**TASK OBJECTIVE**
Copy each record exactly and skip its pictures.

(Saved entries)
[Start of Attachment]

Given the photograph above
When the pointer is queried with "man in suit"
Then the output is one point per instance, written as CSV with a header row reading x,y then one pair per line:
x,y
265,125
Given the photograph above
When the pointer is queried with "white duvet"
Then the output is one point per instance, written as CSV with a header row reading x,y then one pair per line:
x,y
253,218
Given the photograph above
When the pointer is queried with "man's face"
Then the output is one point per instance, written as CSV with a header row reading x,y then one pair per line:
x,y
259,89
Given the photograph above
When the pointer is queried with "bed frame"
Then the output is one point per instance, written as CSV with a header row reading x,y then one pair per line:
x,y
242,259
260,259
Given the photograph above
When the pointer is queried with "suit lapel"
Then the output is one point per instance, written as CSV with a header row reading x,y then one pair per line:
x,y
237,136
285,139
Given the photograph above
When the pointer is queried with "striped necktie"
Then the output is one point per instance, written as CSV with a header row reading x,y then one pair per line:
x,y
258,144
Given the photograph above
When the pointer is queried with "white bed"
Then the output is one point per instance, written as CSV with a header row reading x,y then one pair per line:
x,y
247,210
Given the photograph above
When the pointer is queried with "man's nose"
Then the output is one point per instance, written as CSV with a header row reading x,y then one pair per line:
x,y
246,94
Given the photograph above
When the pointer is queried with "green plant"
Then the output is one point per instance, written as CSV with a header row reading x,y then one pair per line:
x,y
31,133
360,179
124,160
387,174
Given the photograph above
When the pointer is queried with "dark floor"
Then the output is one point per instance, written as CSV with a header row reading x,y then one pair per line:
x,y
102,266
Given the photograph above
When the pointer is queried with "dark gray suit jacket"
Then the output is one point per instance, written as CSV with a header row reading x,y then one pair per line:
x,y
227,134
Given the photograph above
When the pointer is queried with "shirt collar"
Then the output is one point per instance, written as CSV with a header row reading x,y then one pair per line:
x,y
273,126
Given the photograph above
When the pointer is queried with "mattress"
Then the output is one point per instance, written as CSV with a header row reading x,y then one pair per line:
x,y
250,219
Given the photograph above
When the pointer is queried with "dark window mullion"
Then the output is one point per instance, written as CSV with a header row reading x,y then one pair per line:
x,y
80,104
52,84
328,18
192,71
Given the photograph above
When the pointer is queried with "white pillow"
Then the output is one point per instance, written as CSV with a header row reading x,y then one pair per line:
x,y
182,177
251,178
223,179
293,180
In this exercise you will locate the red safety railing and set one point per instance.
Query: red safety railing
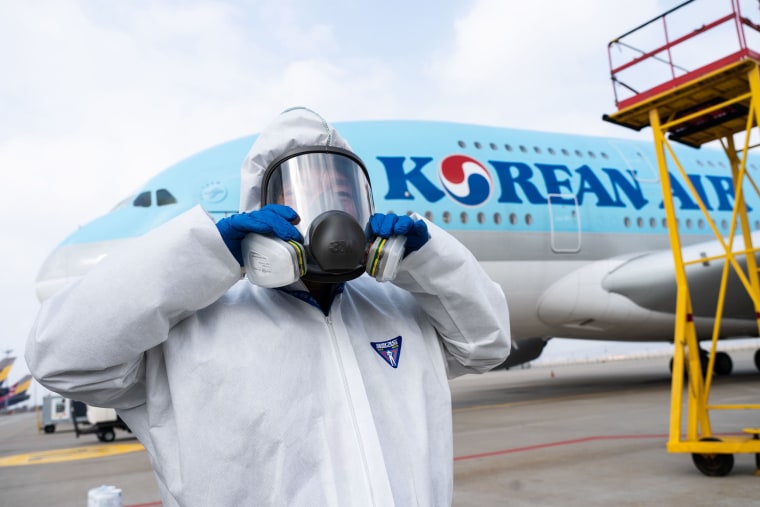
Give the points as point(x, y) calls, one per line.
point(666, 63)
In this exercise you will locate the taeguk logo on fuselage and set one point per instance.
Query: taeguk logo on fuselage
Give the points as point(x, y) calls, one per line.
point(465, 180)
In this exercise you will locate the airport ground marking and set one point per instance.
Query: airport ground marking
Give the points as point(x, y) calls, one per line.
point(69, 454)
point(557, 444)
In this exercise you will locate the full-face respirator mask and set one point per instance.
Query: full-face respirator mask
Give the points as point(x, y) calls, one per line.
point(329, 188)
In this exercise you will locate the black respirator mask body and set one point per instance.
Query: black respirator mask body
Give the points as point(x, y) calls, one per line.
point(329, 188)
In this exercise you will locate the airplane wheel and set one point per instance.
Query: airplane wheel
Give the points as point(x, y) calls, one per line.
point(107, 436)
point(723, 363)
point(713, 465)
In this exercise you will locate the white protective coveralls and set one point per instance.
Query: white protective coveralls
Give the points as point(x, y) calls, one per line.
point(251, 396)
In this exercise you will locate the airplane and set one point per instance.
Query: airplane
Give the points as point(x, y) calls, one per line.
point(5, 368)
point(16, 393)
point(572, 227)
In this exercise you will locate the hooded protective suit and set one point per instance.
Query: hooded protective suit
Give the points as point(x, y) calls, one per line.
point(251, 396)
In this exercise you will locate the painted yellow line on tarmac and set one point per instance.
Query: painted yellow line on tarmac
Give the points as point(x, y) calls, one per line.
point(71, 454)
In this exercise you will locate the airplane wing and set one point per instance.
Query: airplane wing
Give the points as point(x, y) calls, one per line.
point(608, 295)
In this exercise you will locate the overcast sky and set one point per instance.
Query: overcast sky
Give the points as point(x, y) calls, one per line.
point(96, 97)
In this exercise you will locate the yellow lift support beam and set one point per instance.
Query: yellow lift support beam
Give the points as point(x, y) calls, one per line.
point(717, 101)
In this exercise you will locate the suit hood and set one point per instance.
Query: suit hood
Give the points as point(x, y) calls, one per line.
point(294, 127)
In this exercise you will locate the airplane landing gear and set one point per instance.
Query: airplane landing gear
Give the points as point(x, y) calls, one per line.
point(723, 363)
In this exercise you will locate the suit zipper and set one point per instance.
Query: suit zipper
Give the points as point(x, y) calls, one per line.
point(347, 392)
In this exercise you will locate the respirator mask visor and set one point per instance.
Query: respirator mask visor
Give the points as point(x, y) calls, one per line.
point(329, 188)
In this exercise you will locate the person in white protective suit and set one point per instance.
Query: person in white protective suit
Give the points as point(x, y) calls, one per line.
point(331, 390)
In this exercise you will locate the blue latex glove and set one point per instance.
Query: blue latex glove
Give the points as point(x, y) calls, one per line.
point(273, 219)
point(391, 224)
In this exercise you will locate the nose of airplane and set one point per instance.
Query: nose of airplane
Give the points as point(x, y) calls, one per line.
point(68, 263)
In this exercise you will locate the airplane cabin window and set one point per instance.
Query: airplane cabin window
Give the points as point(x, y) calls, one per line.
point(143, 200)
point(164, 197)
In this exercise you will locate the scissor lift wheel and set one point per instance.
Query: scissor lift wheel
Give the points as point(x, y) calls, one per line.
point(713, 465)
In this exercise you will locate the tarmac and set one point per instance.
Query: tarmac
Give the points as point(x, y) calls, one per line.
point(590, 434)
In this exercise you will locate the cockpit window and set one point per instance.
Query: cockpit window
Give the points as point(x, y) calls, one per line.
point(142, 200)
point(164, 197)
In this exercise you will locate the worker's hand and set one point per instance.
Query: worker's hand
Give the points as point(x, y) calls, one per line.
point(273, 219)
point(391, 224)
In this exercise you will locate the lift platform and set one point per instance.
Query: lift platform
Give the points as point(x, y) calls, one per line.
point(697, 85)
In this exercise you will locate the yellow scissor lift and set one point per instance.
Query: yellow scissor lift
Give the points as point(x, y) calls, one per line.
point(718, 101)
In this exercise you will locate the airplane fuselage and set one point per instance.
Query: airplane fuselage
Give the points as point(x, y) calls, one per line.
point(558, 220)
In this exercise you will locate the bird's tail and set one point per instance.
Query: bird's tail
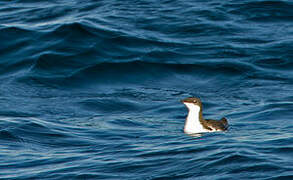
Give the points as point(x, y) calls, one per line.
point(225, 122)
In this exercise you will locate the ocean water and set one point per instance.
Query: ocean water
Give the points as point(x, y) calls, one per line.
point(92, 89)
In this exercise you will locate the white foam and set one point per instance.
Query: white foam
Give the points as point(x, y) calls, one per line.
point(192, 124)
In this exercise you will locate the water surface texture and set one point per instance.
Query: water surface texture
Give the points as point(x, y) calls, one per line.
point(92, 89)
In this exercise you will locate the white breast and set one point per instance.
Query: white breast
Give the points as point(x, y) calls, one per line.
point(192, 124)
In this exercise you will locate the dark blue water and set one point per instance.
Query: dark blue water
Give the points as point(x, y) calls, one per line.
point(92, 89)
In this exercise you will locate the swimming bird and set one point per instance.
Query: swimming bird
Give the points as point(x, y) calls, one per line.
point(195, 123)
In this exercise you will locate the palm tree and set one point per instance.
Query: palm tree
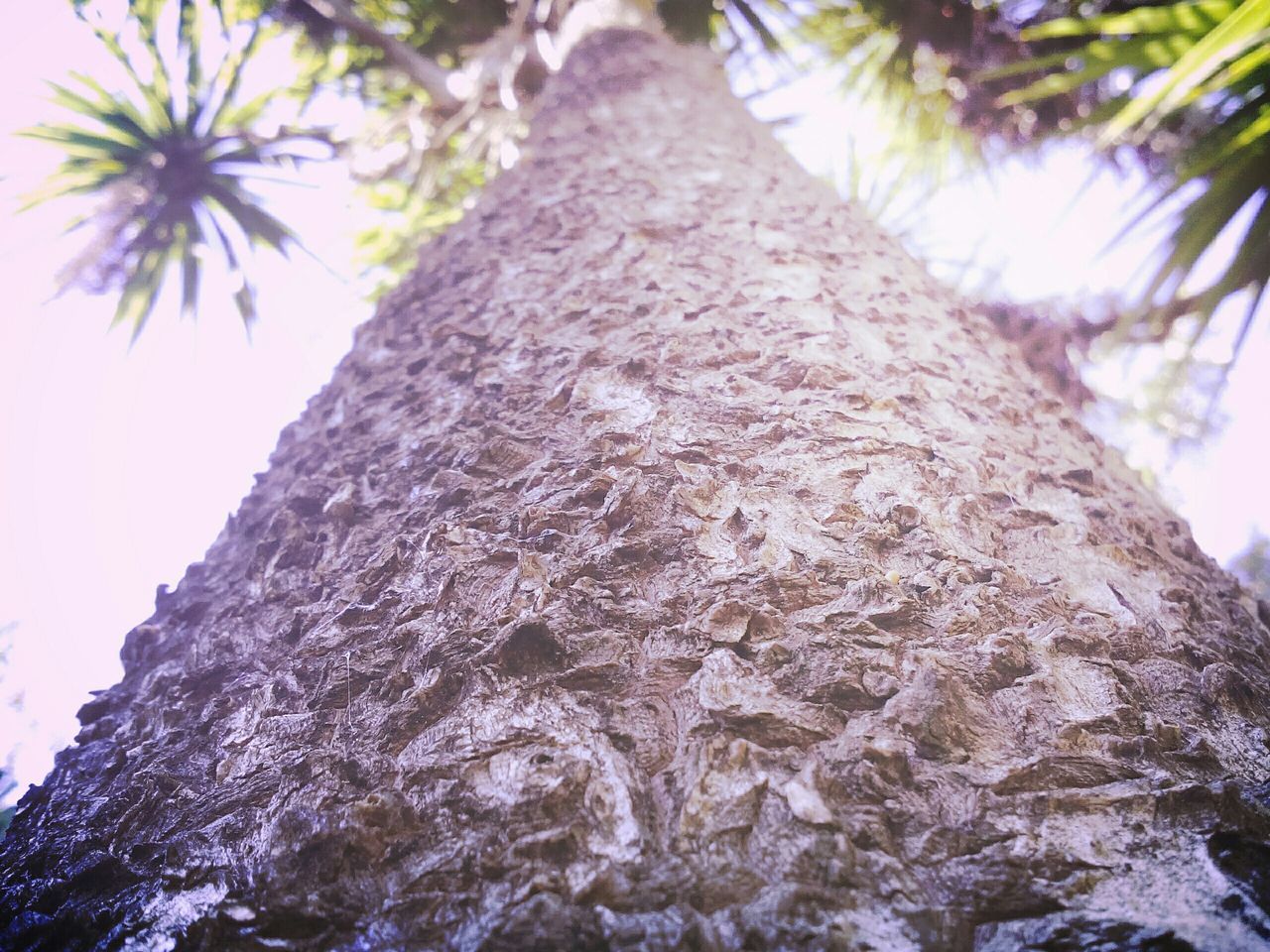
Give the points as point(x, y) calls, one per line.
point(171, 166)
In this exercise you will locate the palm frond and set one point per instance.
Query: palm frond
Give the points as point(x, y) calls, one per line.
point(168, 162)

[End of Attachment]

**ANSWER TO THIS EXERCISE**
Given the photograph above
When the pointer is queried with "man in suit"
Then the output is one point per instance, written as CSV with a header row reading x,y then one pair per line:
x,y
265,125
Given the photograph above
When the pointer is queried with "white duvet"
Then the output is one point per instance, written as CSV with a header row reading x,y then one pair per line:
x,y
253,218
Given the photograph above
When the pointer is queried with "man's face"
Then the output is one point per instance, written as CSV with a header row reading x,y then one pair per line:
x,y
259,89
Given the photograph above
When the pointer is queried with "bed frame"
Then the output is one point per instance, written as CSV with a header row reading x,y then one pair per line:
x,y
242,259
260,259
Given the photograph above
When the pointer is queried with "suit lapel"
Then the output is one point per instance, written as CSV with a header row reading x,y then one pair per line:
x,y
237,136
285,139
Given the photograph above
When the pointer is queried with "striped necktie"
Then the output is one point per instance, written as CSV with a header row reading x,y then one pair per line:
x,y
258,144
Given the photograph above
When the pointer is queried with "white bed"
Then the output is one point per instance, written as CSV with a header row reading x,y then one pair per line:
x,y
247,210
Given the photograph above
When the pointer is queried with "man's nose"
Then the output is one point per instance, written as CSV with a header row reading x,y then one pair per line:
x,y
246,94
Given the photograph above
When the pointer is queried with "green plant"
Then the output is one point per instance, written as CSV with a header row reading x,y then one pair per line:
x,y
31,133
360,179
124,160
387,174
Given the photograph above
When the pointer is queried with "dark floor"
Then the output is one point per instance, written as CSV with a header row reading x,y then one pair per line:
x,y
102,266
Given the photograph above
When the pointer is queried with "dark gray suit jacket"
Then the output is one point per instance, written as CSV with a header row reading x,y then one pair per line:
x,y
227,134
Given the photograph above
When the pointer is queried with "shirt collar"
Then the output is one point per instance, written as CSV with a header row reading x,y then one pair per line:
x,y
273,126
Given the photograph above
When the pointer is queried with "mattress"
Then the output is one point per instance, written as CSV with a header row reading x,y then one pair per line:
x,y
250,219
Given the photograph above
When the pointer is queried with "dark window mullion"
Then the output is one point per instance, written as CSV with a header row reading x,y then one pair per line:
x,y
80,104
52,84
328,18
192,71
Given the photograph above
When the pointer is queried with "white pillow"
Then the output is one point per instance, written as CSV with a header row reading x,y then one pair per line:
x,y
182,177
251,178
223,179
293,180
In this exercise you will locate the red safety railing and set one point per instance.
Query: red safety railing
Give the points as point(x, y) calls, one per line.
point(666, 63)
In this exercise you will locate the taeguk logo on fuselage and set one point per instance.
Query: taeguk logo on fuselage
Give the points as point(x, y) calls, one per line.
point(465, 180)
In this exercise you will locate the airport ground marking and set one point per instance.
Query: airport ground marking
Give the points as point(x, y) calls, one per line.
point(69, 454)
point(557, 444)
In this exercise you will locate the full-face respirator mask and set one point per instance.
Query: full-face respirator mask
Give the points as point(x, y) calls, one per line.
point(329, 188)
In this exercise you will locate the black respirator mask body and set one point per instance.
Query: black respirator mask body
Give the points as point(x, y) calls, one per line.
point(329, 188)
In this exercise you will locate the airplane wheel and set one point per instance.
Query: airplane wheel
Give the points as point(x, y) calls, one per line.
point(107, 436)
point(723, 363)
point(713, 465)
In this exercise you will locate the white protective coveralls and set one point per instance.
Query: white protective coveralls
Give the points as point(x, y) calls, one per line.
point(251, 396)
In this exercise you will locate the airplane and set one point per instance.
Query: airplane
Give the points as point(x, y) calls, one per line.
point(5, 368)
point(16, 393)
point(572, 227)
In this exercise you will locate the hooded protective suit and set one point per instance.
Query: hooded protective suit
Give the points as point(x, y) calls, one per line.
point(251, 396)
In this exercise you will locate the painted yellow line on tarmac and set one point per instance.
Query: painted yellow line on tarmac
Give the points as point(x, y) calls, one per line.
point(71, 454)
In this exercise you will locate the airplane wing and set one point per instance.
Query: airplane wing
Give the points as point(x, y) calls, one per line.
point(608, 295)
In this exercise you will locate the overcast sky and set one point per instance.
Query: overcast sky
Give the points as point(x, y) calls, one per line.
point(96, 97)
In this exercise you will locate the yellow lift support beam and set one point per instance.
Query: yellow lift support beam
Give the points as point(x, y) calls, one per line.
point(717, 101)
In this exercise you will locate the suit hood and set one point per instance.
Query: suit hood
Give the points as point(x, y) calls, one per line.
point(294, 127)
In this exercise you will locate the airplane landing gear and set one point per instance.
Query: airplane landing gear
Give the points as point(x, y) calls, one per line.
point(723, 363)
In this exercise you will locate the suit zipper and set one point per instance.
Query: suit zipper
Give the points as point(x, y) calls, one per line.
point(347, 392)
In this exercise you will locate the respirator mask visor and set one point per instance.
Query: respirator mask visor
Give the points as point(x, y) calls, one per line.
point(329, 188)
In this exercise you will locate the person in white protective suit and set one point per instance.
Query: person in white protective suit
Give the points as point(x, y) calls, one per line.
point(331, 390)
In this exercise you will locate the blue latex glove and set one point per instance.
Query: blue latex glove
Give the points as point(x, y) calls, one per line.
point(273, 219)
point(391, 224)
In this exercise you will locate the nose of airplane and set one point per instance.
Query: nose of airplane
Give the points as point(x, y) calls, one per line.
point(68, 263)
In this exercise you will locate the airplane cabin window and set one point per instance.
Query: airplane cabin window
Give the points as point(x, y) calls, one per line.
point(143, 200)
point(164, 197)
In this exercise you will locate the scissor lift wheel and set one point per instance.
Query: scissor lift wheel
Give the points as point(x, y) calls, one per line.
point(713, 465)
In this exercise you will locate the tarmac and set one point per instance.
Query: tarmac
Give the points as point(x, y) calls, one per line.
point(590, 434)
In this exercise you will locate the cockpit window and set one point per instance.
Query: cockpit window
Give the points as point(x, y) calls, one per line.
point(142, 200)
point(164, 197)
In this exercise you will locate the worker's hand and set one point per instance.
Query: worker's hand
Give the points as point(x, y) calls, one per line.
point(273, 219)
point(391, 224)
In this exercise you will locate the lift platform and set one point per instance.
Query: lift platform
Give the points as point(x, y) calls, one per line.
point(697, 85)
In this exercise you will locate the yellow scissor lift and set one point per instance.
Query: yellow scissor lift
Give the points as point(x, y) calls, one per line.
point(718, 101)
In this exercise you will locate the airplane fuselage and set one point per instance.
Query: airplane fuselage
Give the points as point(x, y) calls, one per line.
point(558, 220)
In this exercise you will locate the bird's tail and set one point per instance.
Query: bird's tail
Give the points as point(x, y) calls, one per line.
point(225, 122)
In this exercise you will locate the ocean water and set one point per instance.
Query: ocean water
Give the points as point(x, y) calls, one per line.
point(92, 89)
In this exercise you will locate the white foam and set one point per instance.
Query: white foam
Give the points as point(x, y) calls, one per line.
point(192, 124)
In this exercise you will locate the water surface texture and set one point per instance.
Query: water surface texture
Give the points as point(x, y) calls, one per line.
point(92, 89)
In this exercise you will locate the white breast and set one point per instance.
Query: white breast
Give the points as point(x, y) calls, one per line.
point(192, 124)
In this exercise you will locate the dark blue water and set one point per instance.
Query: dark blue water
Give the points as point(x, y) calls, one per line.
point(92, 89)
In this exercise you will locate the swimming bird and set one point per instance.
Query: swimming bird
Give the points as point(x, y) calls, one per line.
point(195, 123)
In this exercise you will locate the palm tree and set one point per instance.
Query: palm tree
Give the points as point(x, y) calls, one per line.
point(171, 166)
In this exercise you will locate the palm frond and set one point per instance.
Query: palm frond
Give the points as point(x, y) calls, one per line.
point(168, 162)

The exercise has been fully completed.